Greetzz, gang

The formation of hypotheses is the most mysterious of all the categories of 
scientific method. Where they come from, no one knows. A person is sitting 
somewhere, minding his own business, and suddenly...flash!...he understands 
something he didn't understand
before. Until it's tested the hypothesis isn't truth. For the tests aren't its 
source. Its source is somewhere else.


Einstein had said:

Man tries to make for himself in the fashion that suits him best a simplified 
and intelligible picture of the world. He then tries to some extent to 
substitute this cosmos of his for the world of experience, and thus to overcome 
it -- .He makes this cosmos and its construction the pivot of his emotional 
life in order to find in this way the peace and serenity which he cannot find 
in the narrow whirlpool of personal experience -- .The supreme task-is to 
arrive at those universal elementary laws from which the cosmos can be built up 
by pure deduction.

There is no logical path to these laws; only intuition, resting on sympathetic 
understanding of experience, can reach them -- .)))


Intuition? Sympathy? Strange words for the origin of scientific knowledge.

A lesser scientist than Einstein might have said, "But scientific knowledge 
comes from nature. Nature provides the hypotheses." But Einstein understood 
that nature does not. Nature provides only experimental data.
A lesser mind might then have said, "Well then, man provides the hypotheses." 
But Einstein denied this too. "Nobody," he said, "who has really gone into the 
matter will deny that in practice the world of phenomena uniquely determines 
the theoretical system, in spite of the fact that there is no theoretical 
bridge between phenomena and their theoretical principles."
Phædrus' break occurred when, as a result of laboratory experience, he became 
interested in hypotheses as entities in themselves. He had noticed again and 
again in his lab work that what might seem
to be the hardest part of scientific work, thinking up the hypotheses, was 
invariably the easiest. The act of formally writing everything down precisely 
and clearly seemed to suggest them. As he was testing hypothesis number one by 
experimental method a flood of other hypotheses would come to mind, and as he 
was testing these, some more came to mind, and as he was testing these, still 
more came to mind until it became painfully evident that as he continued 
testing hypotheses and eliminating them or confirming them their number did not 
decrease. It actually increased as he went along.

» WRITTEN INSTRUCTION A
In the passage on hypotheses, condense the paragraph beginning "The formation of hypotheses is the most mysterious" into a shorter version that keeps its main facts.
» WRITTEN INSTRUCTION B
In the passage on hypotheses, what does Einstein understand nature to provide?
» WRITTEN INSTRUCTION C
Edit the passage on hypotheses from "Phædrus' break occurred" up to and including "he went along." by replacing "flood" with "stream".

» DATA EXCERPTS
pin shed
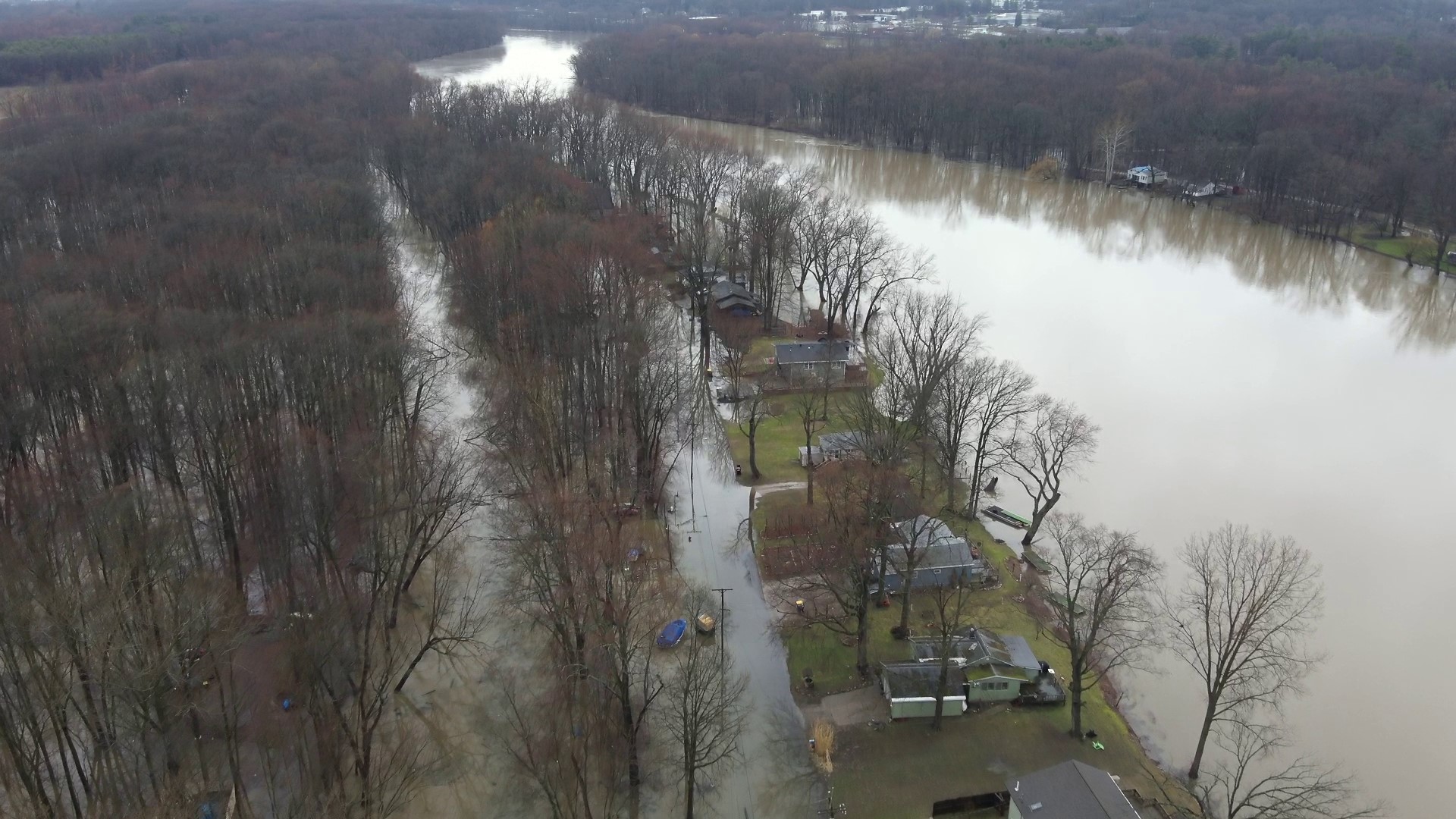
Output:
[966,663,1032,702]
[1127,165,1168,188]
[1006,759,1141,819]
[712,280,763,316]
[880,663,965,720]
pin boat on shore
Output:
[693,615,718,634]
[657,618,687,648]
[981,506,1031,529]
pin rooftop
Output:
[1006,759,1141,819]
[880,663,965,699]
[774,341,853,364]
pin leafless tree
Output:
[1194,717,1385,819]
[663,592,748,819]
[788,459,913,676]
[967,357,1040,514]
[1097,114,1133,185]
[788,375,828,506]
[1163,523,1323,780]
[1005,398,1101,547]
[927,583,989,730]
[926,356,992,512]
[736,389,776,481]
[872,290,986,494]
[1046,513,1163,737]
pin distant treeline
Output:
[0,3,500,86]
[576,29,1456,252]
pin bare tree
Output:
[874,290,986,495]
[1194,718,1385,819]
[736,391,774,481]
[967,357,1040,514]
[929,583,987,730]
[1163,523,1323,780]
[663,592,748,819]
[1006,398,1101,547]
[788,459,913,676]
[1097,114,1133,185]
[789,375,828,506]
[1046,513,1163,737]
[926,357,990,510]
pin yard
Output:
[755,491,1159,817]
[723,394,846,485]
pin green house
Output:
[965,663,1031,702]
[880,663,967,720]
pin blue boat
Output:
[657,618,687,648]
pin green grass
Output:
[755,491,1162,819]
[1347,224,1450,270]
[723,395,847,485]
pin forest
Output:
[576,28,1456,258]
[0,2,500,86]
[0,6,510,817]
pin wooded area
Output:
[576,28,1456,246]
[0,6,497,816]
[0,2,500,86]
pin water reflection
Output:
[664,117,1456,348]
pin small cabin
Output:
[1127,165,1168,188]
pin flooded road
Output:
[421,32,1456,819]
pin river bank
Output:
[416,32,1456,816]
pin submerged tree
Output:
[1044,513,1163,737]
[1163,523,1323,778]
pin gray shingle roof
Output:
[1006,759,1141,819]
[881,663,965,699]
[774,341,850,364]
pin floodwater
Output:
[421,32,1456,819]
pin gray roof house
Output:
[1006,759,1141,819]
[774,341,853,383]
[910,626,1041,673]
[881,514,986,595]
[880,663,965,720]
[712,278,763,316]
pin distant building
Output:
[1006,759,1141,819]
[881,514,986,595]
[880,663,965,720]
[712,278,763,316]
[1127,165,1168,188]
[774,341,855,383]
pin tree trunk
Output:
[855,595,869,679]
[930,652,951,730]
[1072,673,1082,740]
[1188,697,1216,780]
[1021,493,1062,547]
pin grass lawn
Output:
[755,491,1182,819]
[723,395,846,485]
[1348,224,1450,270]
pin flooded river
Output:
[419,32,1456,819]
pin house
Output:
[1127,165,1168,188]
[881,514,986,595]
[1006,759,1141,819]
[712,278,763,316]
[910,628,1067,704]
[799,433,864,466]
[774,341,853,383]
[880,663,965,720]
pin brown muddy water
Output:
[419,32,1456,819]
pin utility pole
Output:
[714,588,733,666]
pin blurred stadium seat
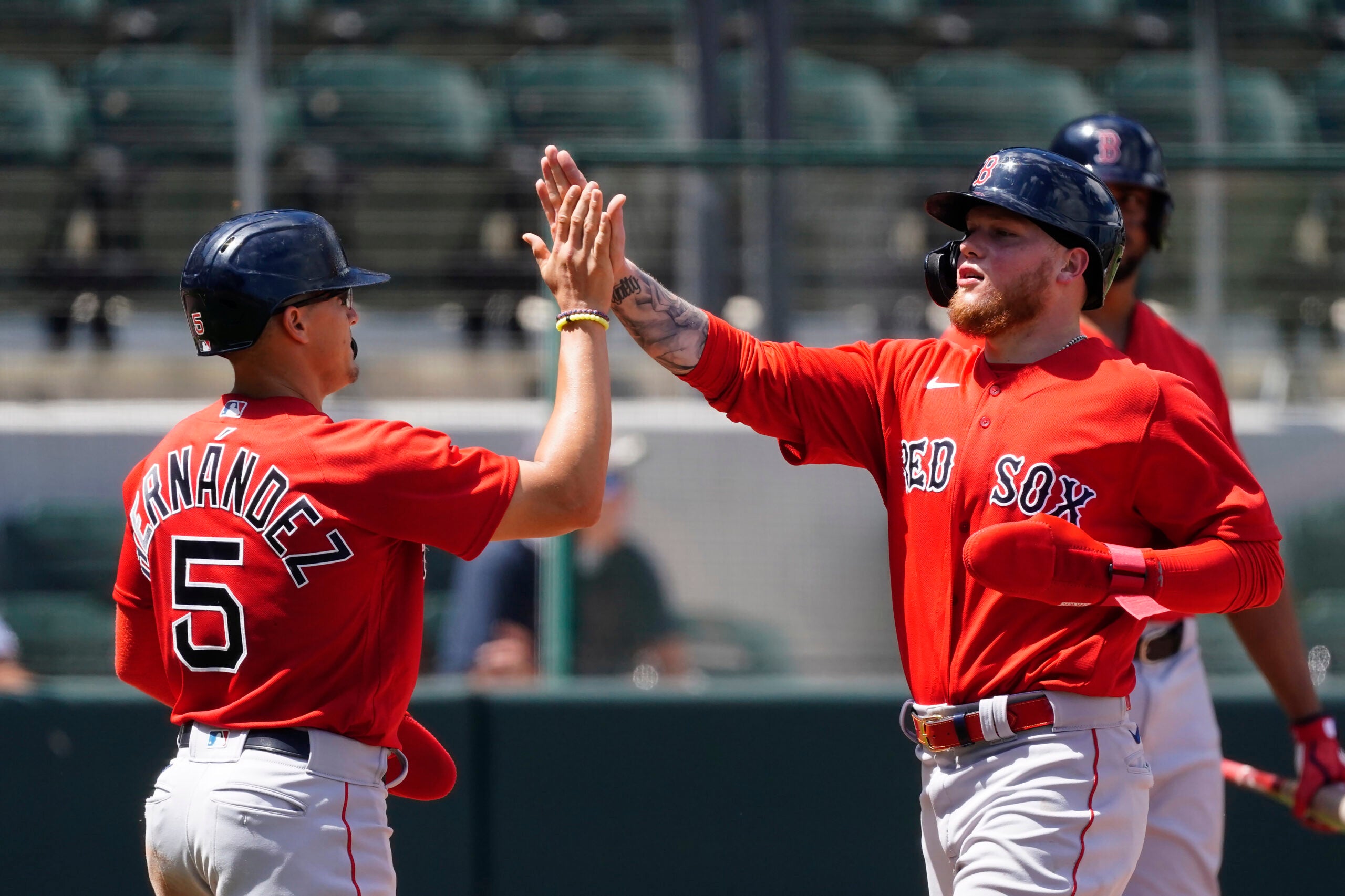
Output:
[79,46,295,160]
[0,591,113,675]
[1103,53,1307,155]
[0,505,127,599]
[0,0,104,23]
[898,50,1102,145]
[291,48,500,161]
[1310,53,1345,141]
[494,48,692,147]
[924,0,1122,29]
[720,50,915,149]
[0,57,82,161]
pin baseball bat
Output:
[1223,759,1345,834]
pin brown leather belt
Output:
[911,697,1056,752]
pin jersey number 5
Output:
[172,536,247,673]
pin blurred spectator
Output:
[440,437,689,678]
[0,610,32,694]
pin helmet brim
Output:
[319,268,393,289]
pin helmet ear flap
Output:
[925,239,961,308]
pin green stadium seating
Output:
[678,613,790,675]
[291,50,499,160]
[0,506,127,600]
[1310,53,1345,141]
[492,50,692,145]
[898,50,1102,151]
[1134,0,1318,34]
[720,50,915,149]
[792,0,920,27]
[304,0,519,29]
[1103,53,1307,155]
[81,46,293,159]
[1285,503,1345,597]
[0,0,102,22]
[0,57,82,161]
[0,591,115,675]
[925,0,1122,29]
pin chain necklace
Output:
[1054,334,1088,355]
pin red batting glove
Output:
[387,713,457,799]
[1288,714,1345,831]
[961,514,1111,607]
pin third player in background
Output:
[944,116,1345,896]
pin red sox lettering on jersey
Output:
[113,395,518,747]
[686,316,1279,705]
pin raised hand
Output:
[523,183,625,311]
[534,145,635,280]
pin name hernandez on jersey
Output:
[113,395,518,747]
[127,439,354,588]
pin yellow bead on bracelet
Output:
[555,312,612,332]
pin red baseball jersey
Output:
[115,395,518,747]
[686,318,1279,704]
[943,301,1241,621]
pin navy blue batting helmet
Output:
[925,147,1126,311]
[182,209,389,355]
[1050,116,1173,250]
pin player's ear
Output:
[1056,249,1088,283]
[276,307,312,345]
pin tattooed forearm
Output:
[612,269,710,376]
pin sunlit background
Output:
[0,0,1345,892]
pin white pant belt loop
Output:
[979,694,1014,743]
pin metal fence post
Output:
[234,0,271,214]
[1191,0,1228,359]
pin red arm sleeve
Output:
[963,514,1285,613]
[1145,538,1285,613]
[1134,371,1280,545]
[111,464,176,706]
[313,420,518,560]
[115,600,176,706]
[683,315,884,475]
[387,713,457,799]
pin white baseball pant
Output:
[916,692,1153,896]
[1126,618,1224,896]
[145,724,397,896]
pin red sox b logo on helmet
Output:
[1093,128,1120,165]
[971,153,999,187]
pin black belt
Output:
[1135,620,1186,663]
[178,723,308,759]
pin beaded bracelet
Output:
[555,308,612,332]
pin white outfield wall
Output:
[0,400,1345,674]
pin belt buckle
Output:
[911,712,977,753]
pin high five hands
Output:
[535,147,635,281]
[523,170,625,312]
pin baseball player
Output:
[115,185,620,896]
[538,148,1283,896]
[944,114,1345,896]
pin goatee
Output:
[948,261,1053,339]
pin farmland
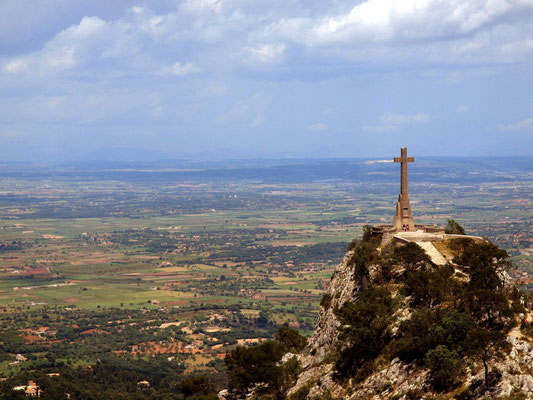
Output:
[0,159,533,396]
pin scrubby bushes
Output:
[335,233,522,390]
[225,327,307,393]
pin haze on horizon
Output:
[0,0,533,161]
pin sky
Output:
[0,0,533,161]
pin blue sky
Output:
[0,0,533,160]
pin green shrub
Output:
[444,219,465,235]
[424,345,463,390]
[274,326,307,353]
[336,287,394,377]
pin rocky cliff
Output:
[287,239,533,400]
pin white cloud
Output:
[2,58,28,73]
[215,93,270,127]
[161,62,200,76]
[361,125,398,132]
[307,122,329,132]
[499,118,533,132]
[361,112,431,132]
[379,112,430,125]
[247,44,286,63]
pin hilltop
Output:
[223,223,533,400]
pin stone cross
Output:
[394,147,415,231]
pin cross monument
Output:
[393,147,415,231]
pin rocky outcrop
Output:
[303,251,360,367]
[287,236,533,400]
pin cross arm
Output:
[394,157,415,162]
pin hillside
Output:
[225,227,533,400]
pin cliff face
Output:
[287,238,533,400]
[302,251,361,368]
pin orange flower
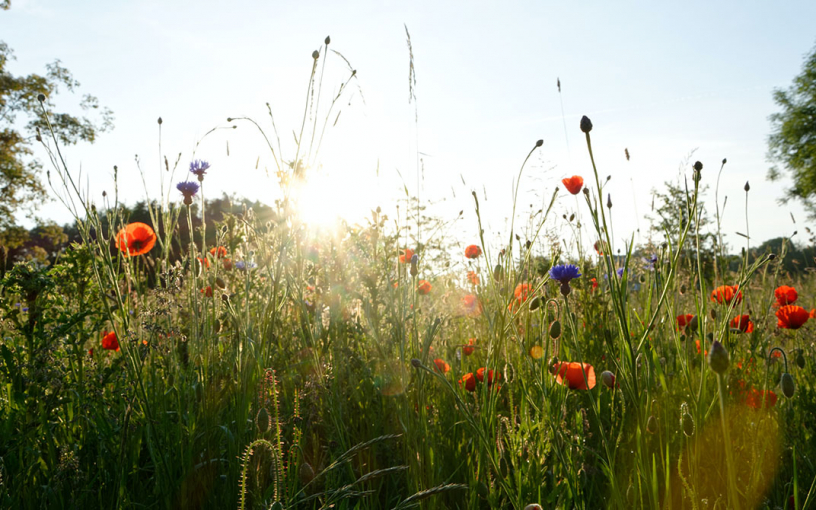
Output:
[102,331,119,351]
[465,244,482,259]
[434,358,450,374]
[513,283,533,303]
[677,313,694,331]
[459,372,476,391]
[210,246,227,259]
[116,221,156,257]
[729,315,754,333]
[555,361,595,390]
[711,285,742,305]
[476,367,501,386]
[774,285,799,306]
[776,305,810,329]
[561,175,584,195]
[400,248,414,264]
[462,294,482,318]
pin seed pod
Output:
[550,320,561,340]
[680,412,694,437]
[708,340,729,374]
[779,372,796,398]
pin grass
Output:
[0,39,816,509]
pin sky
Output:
[0,0,816,255]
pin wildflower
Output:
[465,244,482,259]
[102,331,119,351]
[116,221,156,257]
[555,361,595,390]
[677,313,694,331]
[434,358,450,374]
[462,294,482,318]
[459,372,476,391]
[476,367,501,386]
[399,248,414,264]
[561,175,584,195]
[774,285,799,306]
[210,246,227,259]
[176,181,198,205]
[190,159,210,182]
[729,315,754,333]
[776,305,810,329]
[711,285,742,305]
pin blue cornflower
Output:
[190,159,210,182]
[550,264,581,285]
[176,181,198,205]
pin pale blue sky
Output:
[0,0,816,252]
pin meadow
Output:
[0,40,816,510]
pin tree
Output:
[0,0,113,248]
[768,40,816,218]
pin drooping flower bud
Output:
[708,340,729,374]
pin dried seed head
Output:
[779,372,796,398]
[581,115,592,133]
[708,340,729,374]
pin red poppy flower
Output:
[116,221,156,257]
[462,294,482,318]
[774,285,799,306]
[434,358,450,374]
[677,313,694,331]
[776,305,810,329]
[729,315,754,333]
[465,244,482,259]
[561,175,584,195]
[459,372,476,391]
[476,367,501,386]
[210,246,227,259]
[513,283,533,303]
[711,285,742,305]
[555,361,595,390]
[400,248,414,264]
[102,331,119,351]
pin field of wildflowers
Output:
[0,39,816,510]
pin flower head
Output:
[102,331,119,351]
[116,221,156,257]
[561,175,584,195]
[550,264,581,285]
[776,305,810,329]
[190,159,210,182]
[176,181,198,205]
[465,244,482,259]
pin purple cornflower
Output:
[176,181,198,205]
[190,159,210,182]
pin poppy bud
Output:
[646,415,657,434]
[680,412,694,437]
[708,340,729,374]
[601,370,615,388]
[779,372,796,398]
[550,320,561,340]
[581,115,592,133]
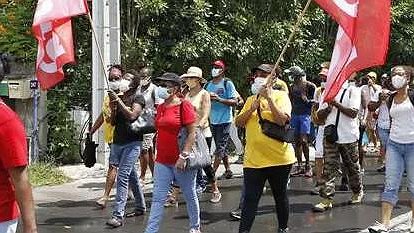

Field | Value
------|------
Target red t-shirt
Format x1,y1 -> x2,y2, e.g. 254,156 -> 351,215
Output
0,100 -> 28,222
155,100 -> 196,165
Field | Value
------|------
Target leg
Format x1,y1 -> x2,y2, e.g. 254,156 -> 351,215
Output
174,169 -> 200,230
338,142 -> 362,194
267,165 -> 292,229
129,166 -> 146,213
381,141 -> 405,226
145,163 -> 174,233
320,140 -> 341,198
112,142 -> 140,220
239,168 -> 266,233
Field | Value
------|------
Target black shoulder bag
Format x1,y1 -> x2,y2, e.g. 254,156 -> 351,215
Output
323,89 -> 348,144
257,96 -> 295,143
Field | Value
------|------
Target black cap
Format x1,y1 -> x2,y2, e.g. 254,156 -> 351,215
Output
155,72 -> 182,86
285,66 -> 306,77
252,64 -> 275,73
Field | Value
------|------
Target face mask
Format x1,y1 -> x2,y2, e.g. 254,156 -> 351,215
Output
119,79 -> 131,92
185,79 -> 198,89
211,68 -> 222,78
250,77 -> 266,95
158,87 -> 171,100
391,75 -> 407,89
108,81 -> 119,91
140,79 -> 150,87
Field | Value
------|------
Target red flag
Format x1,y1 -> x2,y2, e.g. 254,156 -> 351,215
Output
32,0 -> 88,90
315,0 -> 391,101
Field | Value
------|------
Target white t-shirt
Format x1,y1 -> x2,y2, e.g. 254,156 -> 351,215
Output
319,82 -> 361,144
390,98 -> 414,144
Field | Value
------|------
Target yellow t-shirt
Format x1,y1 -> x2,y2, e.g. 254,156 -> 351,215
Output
102,95 -> 115,144
239,91 -> 296,168
273,78 -> 289,93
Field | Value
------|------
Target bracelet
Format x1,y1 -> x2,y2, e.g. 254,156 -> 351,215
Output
179,151 -> 190,160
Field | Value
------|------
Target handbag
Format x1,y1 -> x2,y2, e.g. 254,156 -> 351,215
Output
178,102 -> 211,169
130,108 -> 156,134
323,89 -> 347,144
257,96 -> 295,143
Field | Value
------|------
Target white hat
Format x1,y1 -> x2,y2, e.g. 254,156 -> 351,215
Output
181,66 -> 205,82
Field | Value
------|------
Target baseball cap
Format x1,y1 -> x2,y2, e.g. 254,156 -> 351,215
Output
213,60 -> 226,69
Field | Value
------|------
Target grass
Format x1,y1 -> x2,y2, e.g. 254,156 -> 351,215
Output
29,163 -> 70,187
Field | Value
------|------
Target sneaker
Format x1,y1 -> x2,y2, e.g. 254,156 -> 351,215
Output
349,190 -> 364,204
311,186 -> 321,195
95,197 -> 108,209
304,167 -> 313,178
234,155 -> 244,164
210,191 -> 221,203
377,165 -> 385,172
290,166 -> 305,177
218,170 -> 233,180
106,217 -> 124,228
312,199 -> 333,212
164,195 -> 178,207
190,229 -> 201,233
277,228 -> 289,233
368,222 -> 388,233
230,209 -> 241,221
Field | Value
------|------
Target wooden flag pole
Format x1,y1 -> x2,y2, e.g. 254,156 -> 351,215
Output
267,0 -> 312,82
88,11 -> 109,86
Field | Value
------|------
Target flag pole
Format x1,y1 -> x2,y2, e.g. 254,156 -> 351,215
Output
267,0 -> 312,81
88,11 -> 109,86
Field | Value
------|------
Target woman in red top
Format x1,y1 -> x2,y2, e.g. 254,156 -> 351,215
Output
145,73 -> 200,233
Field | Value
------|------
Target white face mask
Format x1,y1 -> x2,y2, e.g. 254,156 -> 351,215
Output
157,87 -> 171,100
211,68 -> 223,78
391,75 -> 407,89
250,77 -> 266,95
108,81 -> 119,91
119,79 -> 131,92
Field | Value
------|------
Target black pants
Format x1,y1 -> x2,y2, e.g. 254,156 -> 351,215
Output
239,165 -> 292,233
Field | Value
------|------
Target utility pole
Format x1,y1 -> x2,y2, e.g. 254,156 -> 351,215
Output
92,0 -> 121,167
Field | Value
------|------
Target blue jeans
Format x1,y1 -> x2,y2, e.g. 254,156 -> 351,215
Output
111,141 -> 146,219
145,163 -> 200,233
381,139 -> 414,205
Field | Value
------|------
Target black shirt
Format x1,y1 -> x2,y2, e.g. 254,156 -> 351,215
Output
113,95 -> 145,144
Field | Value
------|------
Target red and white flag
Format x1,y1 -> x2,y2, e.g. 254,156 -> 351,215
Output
32,0 -> 88,90
315,0 -> 391,102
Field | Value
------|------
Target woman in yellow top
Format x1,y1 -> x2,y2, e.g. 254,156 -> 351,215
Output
236,77 -> 296,233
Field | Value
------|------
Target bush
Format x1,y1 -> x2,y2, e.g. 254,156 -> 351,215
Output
29,163 -> 70,187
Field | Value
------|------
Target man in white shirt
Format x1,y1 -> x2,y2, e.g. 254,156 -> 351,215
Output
313,75 -> 364,212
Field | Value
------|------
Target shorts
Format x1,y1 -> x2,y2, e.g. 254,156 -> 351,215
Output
290,115 -> 311,135
211,123 -> 231,158
377,127 -> 390,149
315,126 -> 325,159
0,219 -> 17,233
142,133 -> 155,150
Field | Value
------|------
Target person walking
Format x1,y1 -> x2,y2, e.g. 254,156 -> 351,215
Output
368,66 -> 414,233
181,66 -> 221,203
0,74 -> 37,233
205,60 -> 237,179
106,72 -> 146,228
313,74 -> 364,212
145,73 -> 200,233
236,72 -> 296,233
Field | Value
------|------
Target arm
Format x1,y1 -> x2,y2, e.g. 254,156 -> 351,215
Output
9,166 -> 37,233
332,101 -> 358,118
90,112 -> 103,134
199,93 -> 211,126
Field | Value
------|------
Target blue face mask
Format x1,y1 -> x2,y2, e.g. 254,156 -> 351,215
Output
157,87 -> 171,100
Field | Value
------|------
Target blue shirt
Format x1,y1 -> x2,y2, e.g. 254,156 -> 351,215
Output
206,79 -> 236,125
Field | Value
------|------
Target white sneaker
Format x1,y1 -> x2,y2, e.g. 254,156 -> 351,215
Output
368,222 -> 388,233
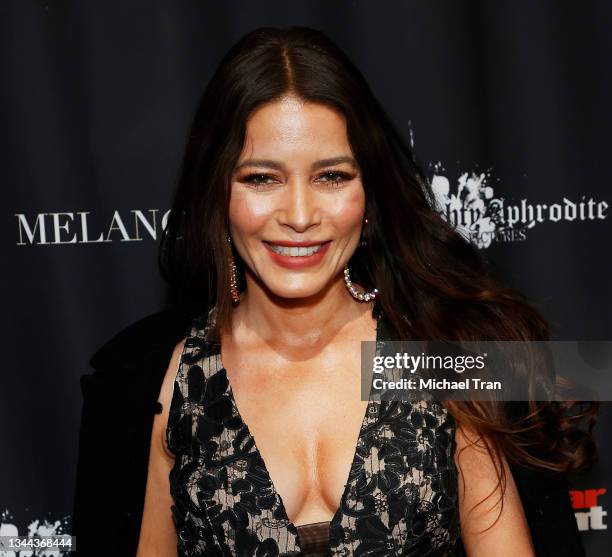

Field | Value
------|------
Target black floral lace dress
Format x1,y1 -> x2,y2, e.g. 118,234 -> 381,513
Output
166,308 -> 460,557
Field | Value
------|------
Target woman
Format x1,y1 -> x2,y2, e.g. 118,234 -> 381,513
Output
138,27 -> 594,557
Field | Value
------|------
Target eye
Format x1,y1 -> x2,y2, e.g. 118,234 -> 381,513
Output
320,170 -> 352,187
242,174 -> 274,186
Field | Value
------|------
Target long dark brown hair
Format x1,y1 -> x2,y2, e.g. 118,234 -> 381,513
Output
159,27 -> 598,528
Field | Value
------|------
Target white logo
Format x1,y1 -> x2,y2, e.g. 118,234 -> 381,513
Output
431,163 -> 609,248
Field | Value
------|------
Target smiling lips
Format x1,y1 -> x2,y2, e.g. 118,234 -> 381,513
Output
263,240 -> 331,269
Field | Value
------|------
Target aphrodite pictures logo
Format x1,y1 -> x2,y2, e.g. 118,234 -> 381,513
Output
431,163 -> 609,249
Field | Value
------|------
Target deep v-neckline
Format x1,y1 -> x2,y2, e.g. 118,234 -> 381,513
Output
217,306 -> 383,539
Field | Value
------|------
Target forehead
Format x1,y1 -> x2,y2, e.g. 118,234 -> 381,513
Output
240,97 -> 351,159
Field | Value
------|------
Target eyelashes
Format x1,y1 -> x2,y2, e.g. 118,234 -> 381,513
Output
240,170 -> 353,188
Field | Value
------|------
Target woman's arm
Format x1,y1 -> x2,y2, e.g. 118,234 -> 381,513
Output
455,427 -> 535,557
136,339 -> 185,557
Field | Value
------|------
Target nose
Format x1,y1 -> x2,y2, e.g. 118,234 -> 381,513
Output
279,177 -> 321,232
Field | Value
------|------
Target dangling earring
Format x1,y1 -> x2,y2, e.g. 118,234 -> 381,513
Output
227,234 -> 240,304
344,219 -> 379,302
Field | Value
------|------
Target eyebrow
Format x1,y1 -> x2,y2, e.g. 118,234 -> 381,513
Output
234,156 -> 357,171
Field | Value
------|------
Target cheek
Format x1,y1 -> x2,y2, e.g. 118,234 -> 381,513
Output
326,190 -> 365,231
229,188 -> 273,234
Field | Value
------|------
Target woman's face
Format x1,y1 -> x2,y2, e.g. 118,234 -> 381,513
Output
229,96 -> 365,298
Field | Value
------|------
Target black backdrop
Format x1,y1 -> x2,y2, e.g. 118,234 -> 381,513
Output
5,0 -> 612,556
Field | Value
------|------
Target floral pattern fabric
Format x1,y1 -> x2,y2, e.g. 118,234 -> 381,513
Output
166,307 -> 460,557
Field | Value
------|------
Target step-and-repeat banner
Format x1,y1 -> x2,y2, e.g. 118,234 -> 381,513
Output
5,0 -> 612,556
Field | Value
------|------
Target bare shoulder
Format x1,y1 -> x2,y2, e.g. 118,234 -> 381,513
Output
154,337 -> 187,458
136,339 -> 185,557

» EXERCISE RESPONSE A
Forming hypotheses is the most mysterious category of scientific method, and no one knows where hypotheses come from. A person may suddenly understand something new in a flash. A hypothesis is not truth until it is tested, but the tests are not its source, which lies somewhere else.

» EXERCISE RESPONSE B
Nature provides only experimental data.

» EXERCISE RESPONSE C
Phædrus' break occurred when, as a result of laboratory experience, he became 
interested in hypotheses as entities in themselves. He had noticed again and 
again in his lab work that what might seem
to be the hardest part of scientific work, thinking up the hypotheses, was 
invariably the easiest. The act of formally writing everything down precisely 
and clearly seemed to suggest them. As he was testing hypothesis number one by 
experimental method a stream of other hypotheses would come to mind, and as he 
was testing these, some more came to mind, and as he was testing these, still 
more came to mind until it became painfully evident that as he continued 
testing hypotheses and eliminating them or confirming them their number did not 
decrease. It actually increased as he went along.